-- READING PASSAGE --

>>>>>

Migrating to grafeas 1.0

The 1.0 release of the grafeas client is a significant upgrade based on a next-gen code generator, and includes substantial interface changes. Existing code written for earlier versions of this library will likely require updates to use this version. This document describes the changes that have been made, and what you need to do to update your usage.

To summarize:

  • The library has been broken out into two libraries. The new gem grafeas-v1 contains the actual client classes for version V1 of the Grafeas service, and the gem grafeas now simply provides a convenience wrapper. See Library Structure for more info.
  • The library uses a new configuration mechanism giving you closer control over endpoint address, network timeouts, and retry. See Client Configuration for more info. Furthermore, when creating a client object, you can customize its configuration in a block rather than passing arguments to the constructor. See Creating Clients for more info.
  • The library is now provider-agnostic, no longer defaulting to the endpoint and credentials for Google's implementation. You must specify the endpoint explicitly. If you want to use Google's Cloud Container Analysis service, install the google-cloud-container_analysis gem, which provides a Google-specific wrapper. See Provider Independence for more info.

<<<<<

-- SUPPLIED RECORDS --
>>>>>

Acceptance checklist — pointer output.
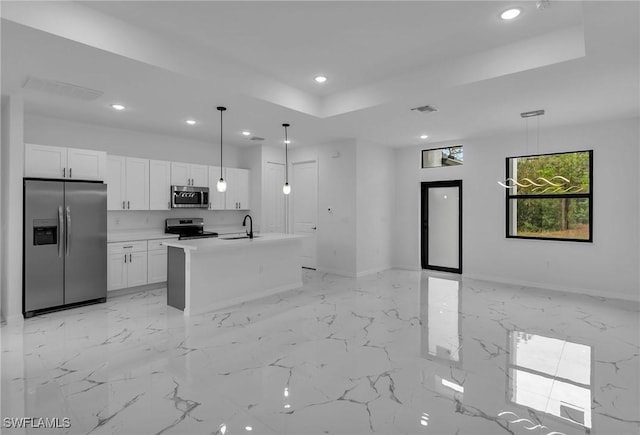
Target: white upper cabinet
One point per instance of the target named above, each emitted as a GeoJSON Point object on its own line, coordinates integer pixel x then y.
{"type": "Point", "coordinates": [116, 183]}
{"type": "Point", "coordinates": [216, 199]}
{"type": "Point", "coordinates": [237, 196]}
{"type": "Point", "coordinates": [44, 161]}
{"type": "Point", "coordinates": [137, 184]}
{"type": "Point", "coordinates": [127, 183]}
{"type": "Point", "coordinates": [199, 175]}
{"type": "Point", "coordinates": [180, 175]}
{"type": "Point", "coordinates": [86, 164]}
{"type": "Point", "coordinates": [159, 185]}
{"type": "Point", "coordinates": [187, 174]}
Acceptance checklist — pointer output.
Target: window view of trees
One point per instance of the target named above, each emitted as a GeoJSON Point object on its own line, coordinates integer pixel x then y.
{"type": "Point", "coordinates": [549, 196]}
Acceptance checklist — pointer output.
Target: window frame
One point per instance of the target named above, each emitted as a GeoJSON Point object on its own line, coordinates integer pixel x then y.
{"type": "Point", "coordinates": [509, 196]}
{"type": "Point", "coordinates": [438, 149]}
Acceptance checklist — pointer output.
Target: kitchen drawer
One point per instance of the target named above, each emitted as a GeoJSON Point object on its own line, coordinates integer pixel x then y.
{"type": "Point", "coordinates": [156, 245]}
{"type": "Point", "coordinates": [138, 246]}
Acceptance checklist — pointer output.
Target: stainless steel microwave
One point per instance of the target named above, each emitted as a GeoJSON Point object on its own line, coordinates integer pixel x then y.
{"type": "Point", "coordinates": [189, 197]}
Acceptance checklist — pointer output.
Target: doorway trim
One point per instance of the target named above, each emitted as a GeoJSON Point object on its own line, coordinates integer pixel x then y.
{"type": "Point", "coordinates": [424, 217]}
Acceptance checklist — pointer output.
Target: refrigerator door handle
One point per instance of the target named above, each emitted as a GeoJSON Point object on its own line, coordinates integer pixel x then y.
{"type": "Point", "coordinates": [61, 231]}
{"type": "Point", "coordinates": [68, 239]}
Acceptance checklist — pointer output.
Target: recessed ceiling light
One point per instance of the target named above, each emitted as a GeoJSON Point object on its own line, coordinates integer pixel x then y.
{"type": "Point", "coordinates": [510, 14]}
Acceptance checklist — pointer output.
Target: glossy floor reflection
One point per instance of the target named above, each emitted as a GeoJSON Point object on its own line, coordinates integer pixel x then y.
{"type": "Point", "coordinates": [394, 353]}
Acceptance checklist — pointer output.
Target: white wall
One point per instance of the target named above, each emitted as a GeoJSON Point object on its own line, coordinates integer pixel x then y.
{"type": "Point", "coordinates": [337, 191]}
{"type": "Point", "coordinates": [58, 132]}
{"type": "Point", "coordinates": [374, 199]}
{"type": "Point", "coordinates": [608, 266]}
{"type": "Point", "coordinates": [269, 154]}
{"type": "Point", "coordinates": [336, 234]}
{"type": "Point", "coordinates": [12, 168]}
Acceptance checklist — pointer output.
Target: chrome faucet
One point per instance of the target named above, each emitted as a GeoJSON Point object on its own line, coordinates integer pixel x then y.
{"type": "Point", "coordinates": [244, 224]}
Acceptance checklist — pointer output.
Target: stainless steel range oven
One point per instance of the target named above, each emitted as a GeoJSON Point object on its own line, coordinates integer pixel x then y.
{"type": "Point", "coordinates": [187, 228]}
{"type": "Point", "coordinates": [189, 197]}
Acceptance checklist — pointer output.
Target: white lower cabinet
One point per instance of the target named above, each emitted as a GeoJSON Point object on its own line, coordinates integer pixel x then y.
{"type": "Point", "coordinates": [127, 264]}
{"type": "Point", "coordinates": [131, 264]}
{"type": "Point", "coordinates": [156, 262]}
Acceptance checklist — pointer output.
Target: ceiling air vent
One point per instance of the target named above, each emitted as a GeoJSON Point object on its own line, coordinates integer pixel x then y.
{"type": "Point", "coordinates": [427, 108]}
{"type": "Point", "coordinates": [62, 89]}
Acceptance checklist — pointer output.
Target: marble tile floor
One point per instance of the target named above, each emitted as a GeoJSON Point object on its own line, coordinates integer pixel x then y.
{"type": "Point", "coordinates": [398, 352]}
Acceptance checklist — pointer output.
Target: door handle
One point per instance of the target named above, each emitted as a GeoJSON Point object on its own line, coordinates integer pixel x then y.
{"type": "Point", "coordinates": [61, 229]}
{"type": "Point", "coordinates": [68, 240]}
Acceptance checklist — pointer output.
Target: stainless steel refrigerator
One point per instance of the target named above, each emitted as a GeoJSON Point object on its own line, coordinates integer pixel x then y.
{"type": "Point", "coordinates": [65, 244]}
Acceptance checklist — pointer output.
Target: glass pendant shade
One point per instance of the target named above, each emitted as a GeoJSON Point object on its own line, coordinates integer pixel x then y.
{"type": "Point", "coordinates": [221, 185]}
{"type": "Point", "coordinates": [286, 189]}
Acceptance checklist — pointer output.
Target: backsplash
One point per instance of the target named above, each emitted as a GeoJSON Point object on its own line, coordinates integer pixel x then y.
{"type": "Point", "coordinates": [135, 220]}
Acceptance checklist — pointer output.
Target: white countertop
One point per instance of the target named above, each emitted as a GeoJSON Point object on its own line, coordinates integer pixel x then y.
{"type": "Point", "coordinates": [216, 243]}
{"type": "Point", "coordinates": [142, 234]}
{"type": "Point", "coordinates": [159, 234]}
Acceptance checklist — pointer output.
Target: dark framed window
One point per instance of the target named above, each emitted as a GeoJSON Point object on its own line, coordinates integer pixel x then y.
{"type": "Point", "coordinates": [550, 196]}
{"type": "Point", "coordinates": [439, 157]}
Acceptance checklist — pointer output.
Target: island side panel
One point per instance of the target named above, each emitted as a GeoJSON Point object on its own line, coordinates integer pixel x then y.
{"type": "Point", "coordinates": [176, 277]}
{"type": "Point", "coordinates": [224, 278]}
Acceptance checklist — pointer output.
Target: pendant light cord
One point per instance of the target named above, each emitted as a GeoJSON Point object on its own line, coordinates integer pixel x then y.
{"type": "Point", "coordinates": [286, 156]}
{"type": "Point", "coordinates": [221, 144]}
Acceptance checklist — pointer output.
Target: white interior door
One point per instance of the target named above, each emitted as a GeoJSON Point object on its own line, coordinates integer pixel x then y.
{"type": "Point", "coordinates": [274, 198]}
{"type": "Point", "coordinates": [442, 225]}
{"type": "Point", "coordinates": [304, 208]}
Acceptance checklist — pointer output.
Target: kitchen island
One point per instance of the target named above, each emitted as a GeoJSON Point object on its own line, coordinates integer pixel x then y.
{"type": "Point", "coordinates": [212, 273]}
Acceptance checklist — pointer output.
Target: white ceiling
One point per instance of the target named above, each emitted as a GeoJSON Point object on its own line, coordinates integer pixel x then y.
{"type": "Point", "coordinates": [170, 60]}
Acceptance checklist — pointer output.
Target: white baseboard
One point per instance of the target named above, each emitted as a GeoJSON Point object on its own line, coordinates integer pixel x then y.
{"type": "Point", "coordinates": [336, 272]}
{"type": "Point", "coordinates": [130, 290]}
{"type": "Point", "coordinates": [242, 299]}
{"type": "Point", "coordinates": [407, 267]}
{"type": "Point", "coordinates": [371, 271]}
{"type": "Point", "coordinates": [15, 320]}
{"type": "Point", "coordinates": [557, 288]}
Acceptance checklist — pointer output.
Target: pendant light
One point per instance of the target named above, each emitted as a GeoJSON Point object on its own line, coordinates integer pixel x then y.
{"type": "Point", "coordinates": [221, 185]}
{"type": "Point", "coordinates": [286, 189]}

<<<<<

-- TASK REQUIREMENTS --
Rewrite the part of the grafeas migration guide starting with "Migrating to grafeas" and going on through "update your usage.", changing "upgrade" to "overhaul".

-- EXPECTED OUTPUT --
Migrating to grafeas 1.0

The 1.0 release of the grafeas client is a significant overhaul based on a next-gen code generator, and includes substantial interface changes. Existing code written for earlier versions of this library will likely require updates to use this version. This document describes the changes that have been made, and what you need to do to update your usage.